**Instructions to follow**
Pull every one of the records below and reproduce each verbatim, in the order given.

:: Supplied data ::

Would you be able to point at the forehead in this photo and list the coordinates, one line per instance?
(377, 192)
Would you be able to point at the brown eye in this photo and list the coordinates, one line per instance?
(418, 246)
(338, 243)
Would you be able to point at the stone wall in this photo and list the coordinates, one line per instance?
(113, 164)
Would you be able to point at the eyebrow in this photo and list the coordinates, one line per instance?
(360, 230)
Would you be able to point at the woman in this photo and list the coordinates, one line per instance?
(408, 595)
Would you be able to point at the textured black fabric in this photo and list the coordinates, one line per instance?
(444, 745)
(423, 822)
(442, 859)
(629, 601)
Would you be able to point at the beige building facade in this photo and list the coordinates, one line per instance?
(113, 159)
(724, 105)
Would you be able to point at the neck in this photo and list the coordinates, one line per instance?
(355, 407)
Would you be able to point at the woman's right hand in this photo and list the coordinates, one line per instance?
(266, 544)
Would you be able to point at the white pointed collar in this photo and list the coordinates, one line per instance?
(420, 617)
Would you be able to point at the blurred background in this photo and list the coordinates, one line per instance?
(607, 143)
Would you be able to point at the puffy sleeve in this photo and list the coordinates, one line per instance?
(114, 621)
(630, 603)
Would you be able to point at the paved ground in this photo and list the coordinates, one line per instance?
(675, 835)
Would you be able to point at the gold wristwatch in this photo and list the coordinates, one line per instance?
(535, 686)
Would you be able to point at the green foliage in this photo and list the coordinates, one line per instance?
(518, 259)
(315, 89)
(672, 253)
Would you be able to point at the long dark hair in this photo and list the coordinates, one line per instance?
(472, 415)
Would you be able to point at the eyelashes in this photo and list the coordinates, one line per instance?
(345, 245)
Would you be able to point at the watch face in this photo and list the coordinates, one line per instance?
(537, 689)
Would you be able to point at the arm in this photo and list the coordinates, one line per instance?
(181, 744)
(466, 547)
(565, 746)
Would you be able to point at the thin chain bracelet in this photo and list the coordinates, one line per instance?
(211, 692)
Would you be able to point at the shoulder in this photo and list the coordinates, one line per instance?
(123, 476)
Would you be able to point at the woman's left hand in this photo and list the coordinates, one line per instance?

:::

**Correct response**
Would you be able to point at the forehead in this photo and list the coordinates, one line per instance?
(377, 192)
Would you be able to point at the brown eye in this photo and list the coordinates, one line per instance?
(418, 246)
(338, 243)
Would you be able to point at the stone wall in this photo and list the coordinates, one line per instance?
(113, 164)
Would you be able to point at the eyebrow in this photo and list the coordinates, one line per instance?
(360, 230)
Would you be able to point at the woman in this photo and list the coordinates, one line per instance?
(408, 595)
Would you be able to point at the textured black fabric in this photo and list the coordinates, one line per instance?
(444, 745)
(423, 822)
(442, 859)
(629, 601)
Would you be able to point at the beige building facade in this photo and list the coordinates, one line per instance?
(113, 159)
(724, 105)
Would you be able to point at the neck in this photo and list the coordinates, one line per instance?
(355, 407)
Would you be able to point at the woman's right hand in this photo and list the coordinates, one line per instance?
(266, 544)
Would you be able to point at the white pointed collar in this photo and list the coordinates, one line per instance?
(420, 617)
Would you be able to point at the blurred background in this photo and list the coordinates, one line per instance?
(607, 143)
Would you be able to point at the puffy sleeve in this photo and list the coordinates, one line per instance?
(114, 621)
(630, 603)
Would you be able to point at the paved ground in this photo and list the coordinates, one line per instance?
(675, 835)
Would you be able to point at the gold wristwatch in this photo and list the coordinates, one line per instance?
(535, 686)
Would you be able to point at the green foliage in this photo and list the coordinates, one line per instance?
(518, 259)
(315, 89)
(672, 253)
Would you be able to point at the long dark hair in this photo and list the coordinates, one line per instance?
(472, 415)
Would you be able to point at the eyelashes in this photo and list the coordinates, one line per instance?
(345, 245)
Would you be able to point at the watch face in this photo and list the coordinates, one line per instance?
(537, 689)
Would you be able to point at the arm in this photo and list the coordinates, one line per instance?
(181, 744)
(466, 547)
(565, 746)
Would you be able to point at the thin chain bracelet in this photo and list the coordinates, one line per instance?
(211, 692)
Would you be able to point at the shoulder in this photo and list the coordinates, one line per instance?
(123, 476)
Would you be able to point at the woman's left hand in this photo and list the coordinates, one line per instance?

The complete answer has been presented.